----- Supplied data -----

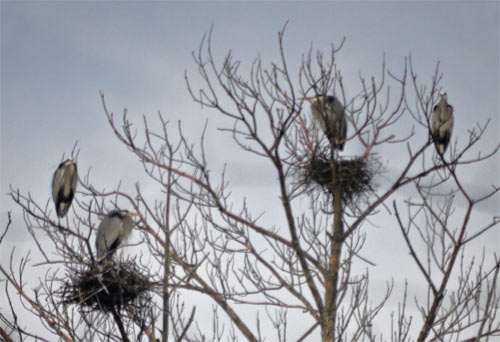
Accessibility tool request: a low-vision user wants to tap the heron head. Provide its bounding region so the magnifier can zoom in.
[299,95,327,103]
[120,210,141,217]
[64,157,75,166]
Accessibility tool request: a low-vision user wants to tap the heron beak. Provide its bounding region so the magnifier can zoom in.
[299,96,318,103]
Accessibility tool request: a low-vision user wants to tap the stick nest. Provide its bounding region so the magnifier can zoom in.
[301,153,374,200]
[63,262,152,312]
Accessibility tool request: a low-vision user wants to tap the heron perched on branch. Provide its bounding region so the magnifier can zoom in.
[431,91,453,155]
[95,210,140,260]
[301,95,347,151]
[52,158,78,217]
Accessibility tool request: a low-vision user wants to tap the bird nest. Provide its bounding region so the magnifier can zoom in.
[63,262,152,312]
[300,153,374,200]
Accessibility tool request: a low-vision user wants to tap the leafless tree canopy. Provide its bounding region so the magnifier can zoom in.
[0,26,500,342]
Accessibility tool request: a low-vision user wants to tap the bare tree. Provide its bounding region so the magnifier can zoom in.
[0,26,500,342]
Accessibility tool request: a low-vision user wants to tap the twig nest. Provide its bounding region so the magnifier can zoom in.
[63,262,152,312]
[301,153,374,200]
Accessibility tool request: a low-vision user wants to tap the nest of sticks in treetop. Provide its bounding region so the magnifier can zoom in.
[63,261,152,312]
[302,153,373,200]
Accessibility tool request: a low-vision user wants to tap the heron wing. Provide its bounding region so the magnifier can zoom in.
[96,216,122,258]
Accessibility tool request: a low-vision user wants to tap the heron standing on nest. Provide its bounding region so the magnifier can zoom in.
[95,210,140,261]
[301,95,347,151]
[431,91,453,155]
[52,158,78,217]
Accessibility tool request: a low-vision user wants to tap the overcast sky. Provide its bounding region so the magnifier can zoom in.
[0,1,500,340]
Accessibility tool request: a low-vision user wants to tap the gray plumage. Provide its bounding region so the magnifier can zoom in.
[95,210,138,260]
[431,91,453,155]
[303,95,347,151]
[52,158,78,217]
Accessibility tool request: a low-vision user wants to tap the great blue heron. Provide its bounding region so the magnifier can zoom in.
[431,91,453,155]
[301,95,347,151]
[52,158,78,217]
[95,210,139,260]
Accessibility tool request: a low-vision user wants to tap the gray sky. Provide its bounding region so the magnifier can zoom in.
[0,2,500,340]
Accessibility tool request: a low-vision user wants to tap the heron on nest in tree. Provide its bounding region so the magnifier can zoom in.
[431,91,453,155]
[301,95,347,151]
[95,210,140,261]
[52,158,78,217]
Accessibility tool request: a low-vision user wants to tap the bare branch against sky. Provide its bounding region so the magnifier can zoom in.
[0,2,500,342]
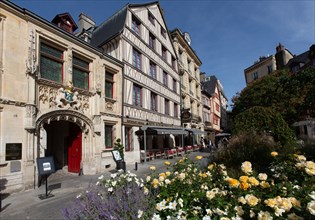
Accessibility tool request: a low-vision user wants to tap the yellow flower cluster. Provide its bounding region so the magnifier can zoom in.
[264,196,301,216]
[295,155,315,176]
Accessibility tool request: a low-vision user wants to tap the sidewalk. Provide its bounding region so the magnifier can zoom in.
[0,152,209,220]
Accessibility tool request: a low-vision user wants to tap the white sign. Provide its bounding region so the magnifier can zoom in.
[43,162,51,171]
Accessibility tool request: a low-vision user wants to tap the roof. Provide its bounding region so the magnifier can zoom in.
[287,51,310,67]
[91,1,162,47]
[91,4,128,47]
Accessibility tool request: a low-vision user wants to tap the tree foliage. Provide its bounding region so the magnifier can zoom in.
[232,67,315,125]
[233,106,294,145]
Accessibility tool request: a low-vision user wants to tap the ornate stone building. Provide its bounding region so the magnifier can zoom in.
[81,2,181,153]
[0,1,123,191]
[171,29,204,144]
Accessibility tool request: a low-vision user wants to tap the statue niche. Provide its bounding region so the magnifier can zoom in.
[56,80,81,110]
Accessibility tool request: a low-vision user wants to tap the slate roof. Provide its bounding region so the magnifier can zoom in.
[91,1,158,47]
[287,51,310,67]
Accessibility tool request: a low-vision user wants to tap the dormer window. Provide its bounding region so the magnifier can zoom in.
[148,11,155,25]
[131,15,141,36]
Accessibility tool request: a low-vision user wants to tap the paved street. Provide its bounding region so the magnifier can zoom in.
[0,152,209,220]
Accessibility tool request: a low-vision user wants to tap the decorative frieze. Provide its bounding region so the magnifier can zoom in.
[26,30,38,76]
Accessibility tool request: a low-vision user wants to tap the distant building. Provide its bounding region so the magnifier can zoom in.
[171,29,204,130]
[201,73,227,143]
[244,44,293,85]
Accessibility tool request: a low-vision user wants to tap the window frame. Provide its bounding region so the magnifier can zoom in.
[149,60,156,79]
[39,41,65,83]
[164,99,170,115]
[150,92,158,112]
[149,32,156,50]
[163,71,168,88]
[105,70,115,99]
[131,15,141,36]
[132,48,142,70]
[72,54,90,90]
[104,124,114,149]
[132,84,142,107]
[148,11,155,26]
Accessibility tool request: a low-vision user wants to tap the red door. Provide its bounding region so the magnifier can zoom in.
[68,124,82,173]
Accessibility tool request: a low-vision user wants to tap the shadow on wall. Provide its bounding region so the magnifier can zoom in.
[0,178,10,212]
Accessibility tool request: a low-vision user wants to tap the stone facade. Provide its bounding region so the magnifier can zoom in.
[0,1,123,192]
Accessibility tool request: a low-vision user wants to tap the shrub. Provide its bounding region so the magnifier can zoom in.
[213,132,276,172]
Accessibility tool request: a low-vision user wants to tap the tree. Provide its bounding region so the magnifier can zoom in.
[233,106,295,145]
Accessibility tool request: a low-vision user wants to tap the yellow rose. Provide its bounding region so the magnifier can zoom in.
[248,177,259,186]
[245,194,259,206]
[241,161,253,174]
[240,176,248,183]
[164,161,171,166]
[241,182,249,190]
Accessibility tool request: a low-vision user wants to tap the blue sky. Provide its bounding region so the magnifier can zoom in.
[12,0,315,107]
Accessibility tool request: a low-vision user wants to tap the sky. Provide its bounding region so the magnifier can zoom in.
[12,0,315,108]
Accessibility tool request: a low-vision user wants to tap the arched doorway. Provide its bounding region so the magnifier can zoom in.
[44,121,82,173]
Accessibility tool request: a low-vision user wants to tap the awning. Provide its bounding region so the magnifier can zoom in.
[215,133,231,137]
[136,126,188,135]
[185,129,207,134]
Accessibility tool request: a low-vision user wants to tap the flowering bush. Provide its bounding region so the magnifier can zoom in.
[64,152,315,220]
[63,172,155,220]
[147,152,315,220]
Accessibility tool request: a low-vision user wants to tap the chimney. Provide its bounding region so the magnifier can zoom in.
[78,13,95,33]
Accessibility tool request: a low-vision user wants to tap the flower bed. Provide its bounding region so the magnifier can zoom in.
[64,152,315,220]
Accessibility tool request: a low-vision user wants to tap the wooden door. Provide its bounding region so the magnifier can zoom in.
[68,124,82,173]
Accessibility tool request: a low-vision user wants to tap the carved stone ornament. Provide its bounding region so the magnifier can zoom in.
[55,81,82,111]
[26,30,38,76]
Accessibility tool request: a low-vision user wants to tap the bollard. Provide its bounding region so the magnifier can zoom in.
[135,162,138,170]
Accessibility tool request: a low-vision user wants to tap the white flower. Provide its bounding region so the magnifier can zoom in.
[98,175,104,180]
[152,213,161,220]
[257,211,272,220]
[307,200,315,215]
[258,173,268,180]
[137,210,143,218]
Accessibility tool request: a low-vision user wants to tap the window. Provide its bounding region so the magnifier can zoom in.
[105,125,113,148]
[151,92,157,112]
[178,50,183,63]
[163,71,168,86]
[72,57,89,90]
[150,61,156,79]
[164,99,170,115]
[125,127,132,151]
[132,85,142,107]
[131,15,141,36]
[132,49,141,70]
[162,46,167,60]
[105,71,114,99]
[174,103,178,117]
[173,79,177,92]
[148,11,155,25]
[161,27,166,38]
[253,72,258,80]
[40,43,64,83]
[267,65,272,73]
[172,56,176,69]
[149,33,155,50]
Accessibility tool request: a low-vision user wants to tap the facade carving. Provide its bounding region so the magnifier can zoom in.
[0,0,123,192]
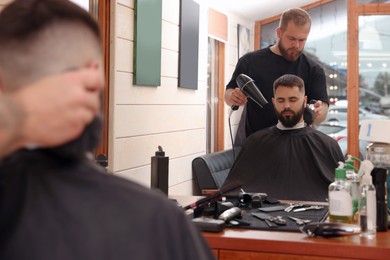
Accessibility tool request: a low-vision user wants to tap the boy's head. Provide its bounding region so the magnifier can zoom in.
[0,0,103,157]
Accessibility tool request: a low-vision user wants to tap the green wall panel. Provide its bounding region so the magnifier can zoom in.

-----

Instruction: Reproduce word for word the records from their start up to and including the line with "[299,96,318,103]", leaving out the pictures.

Correct result:
Accessibility tool request: a low-vision user wants to tap the heron head. Provide its bounding region so the magnifier can zoom in.
[299,95,327,103]
[120,210,141,217]
[64,157,75,166]
Accessibility tool request: a low-vision user wants to tap the heron beak. Provide its bounding region so the magnifier can zoom in.
[299,96,318,103]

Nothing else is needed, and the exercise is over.